> [Goal]:
Reproduce verbatim only the lines from the one containing "--target blue checked suit jacket" through the last line below, both included.

>> Begin Rows

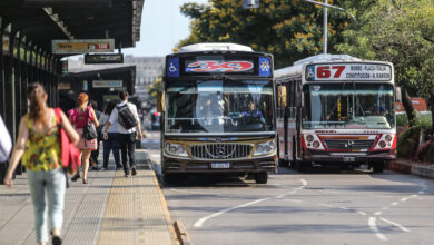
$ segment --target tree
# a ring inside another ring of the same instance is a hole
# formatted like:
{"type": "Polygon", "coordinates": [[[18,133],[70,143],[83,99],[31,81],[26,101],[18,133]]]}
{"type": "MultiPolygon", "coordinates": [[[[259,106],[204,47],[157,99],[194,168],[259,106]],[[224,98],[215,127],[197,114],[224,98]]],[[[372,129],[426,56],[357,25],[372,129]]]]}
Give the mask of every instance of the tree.
{"type": "MultiPolygon", "coordinates": [[[[341,1],[329,1],[329,3],[341,1]]],[[[300,0],[262,0],[259,9],[243,9],[243,1],[211,0],[208,4],[186,3],[181,12],[191,18],[188,38],[177,47],[196,42],[236,42],[272,52],[275,67],[322,52],[323,8],[300,0]]],[[[331,10],[329,43],[342,40],[351,22],[346,13],[331,10]]],[[[334,47],[328,47],[335,51],[334,47]]]]}
{"type": "Polygon", "coordinates": [[[414,118],[407,94],[411,89],[428,100],[434,121],[434,0],[366,0],[362,4],[365,9],[358,10],[359,27],[345,30],[345,41],[336,45],[336,49],[364,59],[393,62],[411,125],[414,118]]]}

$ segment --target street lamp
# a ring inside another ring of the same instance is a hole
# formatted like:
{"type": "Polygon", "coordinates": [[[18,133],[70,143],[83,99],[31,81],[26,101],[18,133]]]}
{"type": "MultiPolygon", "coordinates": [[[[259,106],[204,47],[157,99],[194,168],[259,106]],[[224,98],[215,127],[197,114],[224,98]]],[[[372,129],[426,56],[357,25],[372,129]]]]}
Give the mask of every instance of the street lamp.
{"type": "Polygon", "coordinates": [[[327,8],[337,9],[337,10],[339,10],[339,11],[346,12],[346,13],[347,13],[356,23],[358,23],[357,20],[356,20],[356,18],[355,18],[351,12],[348,12],[348,10],[343,9],[343,8],[341,8],[341,7],[336,7],[336,6],[328,4],[328,3],[327,3],[327,0],[324,0],[324,3],[317,2],[317,1],[313,1],[313,0],[302,0],[302,1],[309,2],[309,3],[314,3],[314,4],[317,4],[317,6],[323,6],[323,7],[324,7],[324,18],[323,18],[323,32],[324,32],[323,53],[327,53],[327,8]]]}
{"type": "MultiPolygon", "coordinates": [[[[358,23],[356,18],[351,12],[348,12],[346,9],[343,9],[341,7],[328,4],[327,0],[324,0],[324,3],[314,0],[302,0],[302,1],[324,7],[324,18],[323,18],[323,32],[324,32],[323,52],[324,53],[327,53],[327,8],[337,9],[339,11],[346,12],[356,23],[358,23]]],[[[257,9],[259,8],[259,0],[244,0],[243,8],[257,9]]]]}

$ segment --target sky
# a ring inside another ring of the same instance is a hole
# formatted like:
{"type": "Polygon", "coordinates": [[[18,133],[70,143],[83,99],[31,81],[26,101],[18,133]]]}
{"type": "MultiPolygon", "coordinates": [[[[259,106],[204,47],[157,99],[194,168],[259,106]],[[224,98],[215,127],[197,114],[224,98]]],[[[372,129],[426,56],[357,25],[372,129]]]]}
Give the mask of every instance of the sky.
{"type": "Polygon", "coordinates": [[[166,56],[188,37],[190,19],[179,11],[186,2],[206,3],[207,0],[145,0],[141,13],[140,41],[136,48],[122,49],[125,55],[166,56]]]}

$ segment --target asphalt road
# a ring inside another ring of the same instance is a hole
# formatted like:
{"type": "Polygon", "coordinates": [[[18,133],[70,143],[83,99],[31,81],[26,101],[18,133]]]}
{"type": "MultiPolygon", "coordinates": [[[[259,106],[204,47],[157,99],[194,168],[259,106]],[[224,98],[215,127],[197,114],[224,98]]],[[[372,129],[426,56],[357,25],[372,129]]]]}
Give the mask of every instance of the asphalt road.
{"type": "Polygon", "coordinates": [[[186,177],[164,194],[195,245],[434,244],[434,180],[388,170],[186,177]]]}

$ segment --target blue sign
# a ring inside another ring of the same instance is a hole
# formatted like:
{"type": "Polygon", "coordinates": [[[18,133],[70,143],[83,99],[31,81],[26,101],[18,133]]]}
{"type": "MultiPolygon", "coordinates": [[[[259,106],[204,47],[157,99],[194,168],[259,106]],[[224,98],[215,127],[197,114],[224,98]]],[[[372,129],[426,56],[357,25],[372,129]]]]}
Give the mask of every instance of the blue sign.
{"type": "Polygon", "coordinates": [[[179,58],[171,58],[167,61],[167,76],[179,77],[179,58]]]}
{"type": "Polygon", "coordinates": [[[260,77],[272,76],[272,62],[267,57],[259,57],[259,76],[260,77]]]}

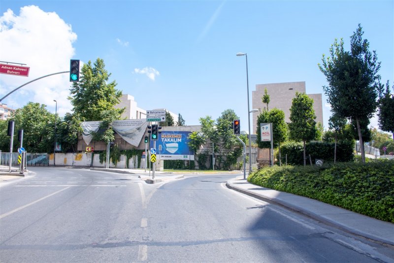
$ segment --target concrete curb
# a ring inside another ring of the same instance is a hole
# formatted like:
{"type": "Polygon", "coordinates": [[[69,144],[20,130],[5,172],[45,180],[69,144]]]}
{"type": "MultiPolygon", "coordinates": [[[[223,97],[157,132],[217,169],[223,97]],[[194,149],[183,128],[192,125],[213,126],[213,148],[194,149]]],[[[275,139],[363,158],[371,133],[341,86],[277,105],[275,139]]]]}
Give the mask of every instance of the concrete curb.
{"type": "Polygon", "coordinates": [[[226,186],[229,189],[234,190],[240,193],[246,194],[247,195],[249,195],[249,196],[252,196],[252,197],[254,197],[262,201],[274,204],[282,207],[284,207],[287,209],[289,209],[290,210],[299,213],[300,214],[306,215],[325,224],[331,226],[333,226],[347,233],[369,239],[371,241],[377,242],[382,245],[394,246],[394,242],[393,241],[384,239],[379,236],[372,235],[368,233],[362,232],[359,229],[356,229],[353,227],[349,227],[348,225],[343,225],[337,222],[334,221],[321,216],[320,215],[316,214],[311,211],[304,209],[302,207],[297,206],[294,204],[288,203],[275,197],[259,194],[251,191],[237,188],[229,182],[227,182],[226,183],[226,186]]]}

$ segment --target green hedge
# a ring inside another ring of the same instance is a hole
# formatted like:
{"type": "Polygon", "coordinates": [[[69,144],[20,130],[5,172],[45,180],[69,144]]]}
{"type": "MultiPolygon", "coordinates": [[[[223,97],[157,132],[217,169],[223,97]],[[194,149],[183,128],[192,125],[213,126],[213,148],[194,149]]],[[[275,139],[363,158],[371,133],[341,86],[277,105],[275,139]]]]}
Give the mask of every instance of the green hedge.
{"type": "MultiPolygon", "coordinates": [[[[352,142],[343,142],[336,145],[336,161],[338,162],[348,162],[353,159],[353,148],[352,142]]],[[[306,146],[306,156],[308,159],[307,163],[309,163],[309,156],[311,155],[313,163],[315,159],[322,159],[325,162],[334,161],[334,143],[310,142],[306,146]]],[[[303,165],[303,147],[302,143],[289,142],[281,146],[281,153],[283,158],[287,154],[287,163],[292,165],[303,165]]]]}
{"type": "Polygon", "coordinates": [[[393,160],[266,167],[248,181],[394,223],[393,160]]]}

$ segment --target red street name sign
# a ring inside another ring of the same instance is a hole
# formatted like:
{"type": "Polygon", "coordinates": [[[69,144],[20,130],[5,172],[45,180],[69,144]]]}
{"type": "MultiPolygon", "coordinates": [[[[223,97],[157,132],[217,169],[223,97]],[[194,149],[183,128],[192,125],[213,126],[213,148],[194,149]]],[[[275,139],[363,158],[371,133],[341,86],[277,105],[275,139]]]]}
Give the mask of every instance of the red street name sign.
{"type": "Polygon", "coordinates": [[[3,74],[28,76],[29,70],[30,68],[29,67],[0,64],[0,73],[3,74]]]}

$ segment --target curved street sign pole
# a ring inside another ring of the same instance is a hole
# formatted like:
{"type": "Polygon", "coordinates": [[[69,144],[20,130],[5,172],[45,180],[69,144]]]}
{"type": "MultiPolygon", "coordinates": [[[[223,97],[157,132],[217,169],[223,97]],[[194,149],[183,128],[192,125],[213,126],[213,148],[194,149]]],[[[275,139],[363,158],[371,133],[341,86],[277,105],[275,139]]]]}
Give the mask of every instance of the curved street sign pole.
{"type": "Polygon", "coordinates": [[[21,86],[19,86],[19,87],[17,87],[17,88],[16,88],[16,89],[15,89],[14,90],[12,90],[12,91],[11,91],[10,92],[9,92],[9,93],[8,94],[6,95],[5,95],[5,96],[4,96],[4,97],[2,97],[2,98],[1,98],[1,99],[0,99],[0,102],[1,102],[1,101],[2,100],[3,100],[4,99],[5,99],[5,98],[6,98],[7,97],[8,97],[9,95],[10,95],[10,94],[11,94],[12,93],[13,93],[14,91],[16,91],[16,90],[18,90],[18,89],[20,89],[20,88],[21,88],[21,87],[23,87],[24,86],[25,86],[25,85],[27,85],[27,84],[29,84],[29,83],[32,83],[32,82],[33,82],[33,81],[35,81],[35,80],[38,80],[38,79],[40,79],[40,78],[44,78],[44,77],[47,77],[47,76],[51,76],[51,75],[57,75],[57,74],[63,74],[63,73],[69,73],[69,72],[69,72],[69,71],[62,71],[62,72],[58,72],[58,73],[52,73],[52,74],[49,74],[49,75],[45,75],[45,76],[40,76],[40,77],[38,77],[38,78],[36,78],[35,79],[33,79],[33,80],[31,80],[31,81],[29,81],[28,82],[25,83],[25,84],[24,84],[23,85],[21,85],[21,86]]]}

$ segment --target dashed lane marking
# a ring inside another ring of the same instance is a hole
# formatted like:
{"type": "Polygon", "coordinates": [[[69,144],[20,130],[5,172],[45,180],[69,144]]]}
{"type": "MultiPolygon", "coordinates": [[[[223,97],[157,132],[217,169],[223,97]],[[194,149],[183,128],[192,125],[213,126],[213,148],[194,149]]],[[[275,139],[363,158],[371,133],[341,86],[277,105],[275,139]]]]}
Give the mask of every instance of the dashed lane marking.
{"type": "Polygon", "coordinates": [[[26,208],[26,207],[30,206],[31,205],[33,205],[36,203],[38,203],[38,202],[39,202],[40,201],[42,201],[43,200],[44,200],[45,199],[46,199],[48,197],[50,197],[52,196],[52,195],[54,195],[55,194],[56,194],[57,193],[59,193],[60,192],[61,192],[62,191],[64,191],[65,190],[66,190],[66,189],[68,189],[69,188],[69,187],[66,187],[66,188],[64,188],[63,189],[61,189],[59,190],[59,191],[56,191],[56,192],[55,192],[54,193],[51,193],[50,194],[48,194],[48,195],[47,195],[46,196],[44,196],[43,197],[42,197],[42,198],[41,198],[40,199],[38,199],[36,200],[35,201],[32,202],[31,203],[29,203],[29,204],[28,204],[27,205],[25,205],[24,206],[21,206],[20,207],[18,207],[18,208],[14,209],[13,210],[7,212],[7,213],[5,213],[5,214],[3,214],[2,215],[0,215],[0,219],[1,219],[2,218],[4,218],[4,217],[5,217],[6,216],[9,216],[10,215],[11,215],[12,214],[13,214],[14,213],[15,213],[16,212],[18,212],[19,210],[21,210],[23,209],[24,208],[26,208]]]}

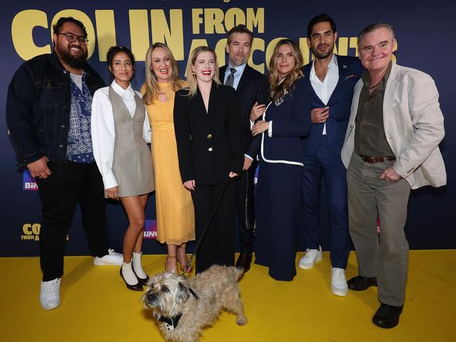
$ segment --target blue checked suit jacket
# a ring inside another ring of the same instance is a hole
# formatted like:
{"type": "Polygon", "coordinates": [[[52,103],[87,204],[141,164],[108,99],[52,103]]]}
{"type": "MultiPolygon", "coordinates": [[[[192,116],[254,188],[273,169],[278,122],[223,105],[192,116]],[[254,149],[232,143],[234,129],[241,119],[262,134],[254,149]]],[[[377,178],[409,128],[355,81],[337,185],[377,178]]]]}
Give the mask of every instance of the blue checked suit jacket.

>> End Rows

> [Problem solution]:
$ segment --target blue checked suit jacket
# a ring inside another ring of the same instance is a hole
# formatted like:
{"type": "Polygon", "coordinates": [[[52,103],[87,204],[141,164],[108,99],[52,103]]]}
{"type": "MultiPolygon", "coordinates": [[[[192,116],[254,188],[273,169],[278,122],[223,105],[192,116]],[[254,149],[232,143],[234,129],[241,119],[262,134],[254,149]]],[[[377,178],[409,128],[355,81],[337,185],[377,178]]]]}
Give the mask of every instance of the blue checked suit jacket.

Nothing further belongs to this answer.